In the article below on CarParts.com, why does Meniane say the costs of parts are going up? Answer in one to three sentences.

* [Source extract]:
****

Navigating Inflation And The Supply Chain Through Auto-Parts Boom

COO David Meniane helps CarParts.com take advantage of aftermarket demand and pricing while scaling up for the long term.
Carparts.com COO & CFO David Meniane

Want to find one of the true sweet spots these days in America’s inflation-ridden economy? Try auto parts. Or, better yet, try importation and wholesale distribution of parts for old vehicles.

That’s the cozy intersection where CarParts.com stands these days. The newly expanded company has doubled revenues by scaling up and overhauling its supply chain to tap into one of the U.S. economy’s burgeoning sectors, and by mitigating inflationary pressures on its own costs while at the same time leveraging the new dynamics of its market with its customers.

“We sell premium-quality aftermarket auto parts directly to consumers, sourcing them from overseas and bringing them to our distribution centers in the U.S., with more than 100,000 individual SKUs at any one time,” CarParts.com COO and CFO David Meniane told Chief Executive. “We had $280 million in revenues three years ago and now we’re close to $600 million in revenues” after eight consecutive quarters of year-over-year growth.

Partially blame—or credit—the global microchip-manufacturing mess for CarParts.com’s good fortune. Automakers’ poor handling of their supply chains for chips amid covid created today’s paucity of new vehicles for retail sale, which in turn lit a fire under the used-car market.

The shortage of new vehicles also exploded demand for parts for previously owned vehicles. Add in a somewhat mysterious sharp rise in traffic accidents across the country during the pandemic, and now everyone from auto-insurance companies to driveway mechanics are scrambling for pieces to help put damaged old cars back together or keep them running in the first place.

“The number of accidents has gone up, and so have the miles driven,” Meniane said. “That means there’s a shortage of parts, so there’s more demand than supply out there. There’s not only cost inflation, but supply-demand inflation. So costs go up.” Indeed, motor-vehicle parts and equipment were 13% more expensive in January compared with a year earlier, according to data from the U.S. Bureau of Labor Statistics.

But also credit CarParts.com management for the tall cotton the company currently enjoys. The outfit is 25 years old and was known previously as U.S. Auto Parts Network. It went public in 2007 but was in financial distress after years of flat sales when a new management team took over in 2019, including Meniane, a veteran of retail execution in the consumer-packaged-goods business, and CEO Lev Peker, who had risen through the company.

****

* [Stored data]:
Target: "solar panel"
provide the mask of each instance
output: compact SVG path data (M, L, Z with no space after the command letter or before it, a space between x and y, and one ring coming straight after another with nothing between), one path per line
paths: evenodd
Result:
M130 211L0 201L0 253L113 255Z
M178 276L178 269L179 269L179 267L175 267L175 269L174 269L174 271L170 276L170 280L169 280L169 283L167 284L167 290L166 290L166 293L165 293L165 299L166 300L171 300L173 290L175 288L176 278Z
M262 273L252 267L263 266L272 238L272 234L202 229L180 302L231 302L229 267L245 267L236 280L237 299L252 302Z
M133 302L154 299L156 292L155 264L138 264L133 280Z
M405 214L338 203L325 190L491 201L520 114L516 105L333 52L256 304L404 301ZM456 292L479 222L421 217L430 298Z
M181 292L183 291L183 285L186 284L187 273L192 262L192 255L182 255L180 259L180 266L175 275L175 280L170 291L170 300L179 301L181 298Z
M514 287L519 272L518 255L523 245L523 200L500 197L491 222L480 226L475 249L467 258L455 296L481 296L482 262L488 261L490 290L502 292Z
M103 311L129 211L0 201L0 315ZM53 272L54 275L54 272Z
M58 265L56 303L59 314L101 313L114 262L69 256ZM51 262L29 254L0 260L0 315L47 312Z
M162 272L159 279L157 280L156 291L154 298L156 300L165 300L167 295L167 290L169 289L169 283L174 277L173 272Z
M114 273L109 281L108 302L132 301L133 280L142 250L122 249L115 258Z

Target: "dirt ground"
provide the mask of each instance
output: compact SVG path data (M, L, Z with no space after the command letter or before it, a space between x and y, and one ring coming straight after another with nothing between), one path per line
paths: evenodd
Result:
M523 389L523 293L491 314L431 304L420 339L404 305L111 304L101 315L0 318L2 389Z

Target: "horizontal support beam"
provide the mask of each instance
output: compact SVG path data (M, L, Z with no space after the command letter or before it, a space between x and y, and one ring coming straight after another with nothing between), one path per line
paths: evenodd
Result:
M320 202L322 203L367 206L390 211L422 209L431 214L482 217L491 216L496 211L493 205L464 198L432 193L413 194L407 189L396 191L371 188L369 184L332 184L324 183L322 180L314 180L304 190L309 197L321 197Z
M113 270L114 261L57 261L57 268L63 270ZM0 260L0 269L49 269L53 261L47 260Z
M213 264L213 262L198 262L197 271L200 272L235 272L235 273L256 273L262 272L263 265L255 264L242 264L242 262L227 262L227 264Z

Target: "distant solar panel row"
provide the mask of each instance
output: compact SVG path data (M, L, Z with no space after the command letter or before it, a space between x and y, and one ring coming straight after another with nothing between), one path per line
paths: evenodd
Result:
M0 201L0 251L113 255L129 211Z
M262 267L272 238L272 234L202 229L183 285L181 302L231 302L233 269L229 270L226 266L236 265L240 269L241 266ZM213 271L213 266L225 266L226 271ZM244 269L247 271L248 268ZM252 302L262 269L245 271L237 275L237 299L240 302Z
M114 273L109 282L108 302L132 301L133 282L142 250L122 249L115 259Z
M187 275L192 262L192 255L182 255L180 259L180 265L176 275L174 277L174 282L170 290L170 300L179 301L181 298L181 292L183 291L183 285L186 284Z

****

* [Solution below]: Accidents and miles driven have both risen, so there is a shortage of parts, with more demand than supply. That adds supply-demand inflation on top of cost inflation, which pushes costs up.